* _Exercise prompt_:
Can you extend the piece on Medicare for all and rural health coverage, starting after its final sentence?

* _Selected excerpt_:
──────

“Medicare for all” has become an issue in the Democratic Party presidential primary. It has particular relevance for rural people.
Rural people are less likely to have medical insurance than city dwellers. And those who do have insurance are likely to pay more for it.
Rural residents are more likely to buy insurance themselves than to get it through an employer. This “individual market” is the most expensive way to buy insurance. Rural employers who provide medical insurance are more likely to be small businesses for whom such insurance is more expensive than for larger firms.
Private insurance is an expensive way to pay hospital and medical bills. Insurance companies keep 10-15 cents of every dollar they handle. Medicare keeps 1-2 cents per dollar. At least equally important, collecting money from an insurance company is an adversarial process for a clinic or hospital and adds greatly to their costs. The Duke University Hospital employs 1,700 billing clerks for 957 hospital beds, or 1.8 billing clerks per bed. The smaller the clinic, the harder it is to have people in billing and collections who understand the peculiarities of every insurance plan sold by every company.
Results are bizarre. For every practicing physician there are 16 other people getting salaries from medical insurance, hospital and clinic payrolls, according to the book Priced Out, by Uwe E. Reinhardt. Of those 16, 10 provide no patient care but rather do billing, collections, administrative and maintenance work. Overall, insurance and provider administration costs $2,479 for every U.S. resident, compared to $551 per Canadian. In other words, administration consumes about a third of U.S. spending for medical care.

──────

* _Data supplied_:

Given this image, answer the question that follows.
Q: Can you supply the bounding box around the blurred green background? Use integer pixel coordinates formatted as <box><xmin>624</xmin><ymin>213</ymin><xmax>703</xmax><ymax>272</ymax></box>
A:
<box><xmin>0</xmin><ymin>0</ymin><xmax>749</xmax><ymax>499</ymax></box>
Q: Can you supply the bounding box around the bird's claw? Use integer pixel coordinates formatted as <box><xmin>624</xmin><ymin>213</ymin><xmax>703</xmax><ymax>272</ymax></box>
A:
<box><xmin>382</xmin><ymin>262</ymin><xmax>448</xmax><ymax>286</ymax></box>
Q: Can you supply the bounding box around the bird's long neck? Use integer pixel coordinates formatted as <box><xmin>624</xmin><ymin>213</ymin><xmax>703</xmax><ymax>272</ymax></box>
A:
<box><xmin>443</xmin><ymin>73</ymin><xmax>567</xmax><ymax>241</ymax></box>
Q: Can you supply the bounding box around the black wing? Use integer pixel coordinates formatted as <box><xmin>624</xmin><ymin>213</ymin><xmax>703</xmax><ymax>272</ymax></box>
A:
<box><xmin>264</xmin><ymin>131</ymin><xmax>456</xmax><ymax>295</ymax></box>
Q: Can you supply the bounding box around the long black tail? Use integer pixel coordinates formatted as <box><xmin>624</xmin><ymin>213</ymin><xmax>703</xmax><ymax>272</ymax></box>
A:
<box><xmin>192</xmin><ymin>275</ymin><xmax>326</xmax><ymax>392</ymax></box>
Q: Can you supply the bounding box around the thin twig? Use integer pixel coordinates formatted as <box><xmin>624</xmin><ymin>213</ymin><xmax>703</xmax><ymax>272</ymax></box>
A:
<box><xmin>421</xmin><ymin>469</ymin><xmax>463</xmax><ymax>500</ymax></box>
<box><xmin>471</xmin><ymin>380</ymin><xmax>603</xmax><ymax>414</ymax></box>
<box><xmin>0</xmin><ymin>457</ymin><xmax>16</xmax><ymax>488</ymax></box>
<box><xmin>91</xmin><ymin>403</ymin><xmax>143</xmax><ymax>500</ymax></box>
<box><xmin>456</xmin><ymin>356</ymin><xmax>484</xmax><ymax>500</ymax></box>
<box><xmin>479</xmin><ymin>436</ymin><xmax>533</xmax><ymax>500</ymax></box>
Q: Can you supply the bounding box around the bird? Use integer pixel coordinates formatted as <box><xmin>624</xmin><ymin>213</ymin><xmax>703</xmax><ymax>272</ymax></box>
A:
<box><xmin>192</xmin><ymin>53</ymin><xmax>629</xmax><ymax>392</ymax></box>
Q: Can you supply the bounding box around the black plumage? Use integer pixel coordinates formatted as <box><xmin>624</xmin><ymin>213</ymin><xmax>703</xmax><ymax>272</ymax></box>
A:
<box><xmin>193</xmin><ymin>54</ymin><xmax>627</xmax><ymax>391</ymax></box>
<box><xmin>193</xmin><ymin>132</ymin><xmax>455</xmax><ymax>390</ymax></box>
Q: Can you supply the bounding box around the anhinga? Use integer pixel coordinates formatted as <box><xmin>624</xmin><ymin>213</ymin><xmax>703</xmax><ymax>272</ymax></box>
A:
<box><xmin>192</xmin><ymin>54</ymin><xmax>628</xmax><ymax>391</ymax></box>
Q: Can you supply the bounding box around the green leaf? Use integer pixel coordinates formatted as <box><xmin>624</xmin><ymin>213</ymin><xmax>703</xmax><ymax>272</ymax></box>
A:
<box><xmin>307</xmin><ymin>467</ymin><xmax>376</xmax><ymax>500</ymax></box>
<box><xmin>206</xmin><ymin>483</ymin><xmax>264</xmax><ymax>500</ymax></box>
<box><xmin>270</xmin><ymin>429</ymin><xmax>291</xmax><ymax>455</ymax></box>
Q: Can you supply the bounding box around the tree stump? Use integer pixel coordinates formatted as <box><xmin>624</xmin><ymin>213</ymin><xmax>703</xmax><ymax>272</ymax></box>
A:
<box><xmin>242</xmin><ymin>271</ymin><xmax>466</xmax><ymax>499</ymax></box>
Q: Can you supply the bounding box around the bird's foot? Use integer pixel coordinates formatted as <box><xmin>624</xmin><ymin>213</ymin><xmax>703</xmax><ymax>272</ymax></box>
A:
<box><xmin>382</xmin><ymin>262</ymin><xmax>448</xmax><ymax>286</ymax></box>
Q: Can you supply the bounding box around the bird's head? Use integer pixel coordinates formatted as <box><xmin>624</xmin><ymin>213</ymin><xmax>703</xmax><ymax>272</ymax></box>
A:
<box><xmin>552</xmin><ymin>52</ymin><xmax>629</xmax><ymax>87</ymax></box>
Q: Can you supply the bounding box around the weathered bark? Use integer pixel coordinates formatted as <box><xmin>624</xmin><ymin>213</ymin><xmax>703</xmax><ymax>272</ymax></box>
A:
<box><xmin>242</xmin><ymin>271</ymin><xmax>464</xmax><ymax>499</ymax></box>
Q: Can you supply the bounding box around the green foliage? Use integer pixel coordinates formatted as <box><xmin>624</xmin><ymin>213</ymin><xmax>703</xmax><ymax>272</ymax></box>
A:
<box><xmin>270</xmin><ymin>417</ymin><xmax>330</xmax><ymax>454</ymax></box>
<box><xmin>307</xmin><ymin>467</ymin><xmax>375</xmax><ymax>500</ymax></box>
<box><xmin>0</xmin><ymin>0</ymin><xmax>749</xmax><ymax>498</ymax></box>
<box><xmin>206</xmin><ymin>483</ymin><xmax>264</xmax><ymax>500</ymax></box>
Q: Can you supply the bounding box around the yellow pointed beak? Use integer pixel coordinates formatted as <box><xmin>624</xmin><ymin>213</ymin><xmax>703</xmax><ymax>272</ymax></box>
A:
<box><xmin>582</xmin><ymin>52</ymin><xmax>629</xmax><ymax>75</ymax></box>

──────

* _Response to the exercise_:
“Medicare for all” is an approach to controlling our run-away costs of managing medical care money. The Medicare program’s overhead costs are about one tenth as great as the overhead costs of private companies. Medicare’s rules are not perfect, but a single set of rules would be much less expensive for hospitals and clinics than the muddle of private insurance plans.
A study published this year in the Annals of Internal Medicine estimates that Medicare for all would reduce U.S. medical insurance and care costs by about $600 billion per year. That’s close to $2,000 per American or $8,000 for a family of four.
Will taxes need to be increased? Probably, but any tax increase will be more than offset by eliminating costs of our current wasteful situation to families and employers who pay for medical insurance.
Wayne Myers is a retired pediatrician and rural medical educator. He served as the head of the federal Office of Rural Health Policy 1998 through 2000 and is a former president of the National Rural Health Association. He and his wife, JoAnn, farm in rural Maine.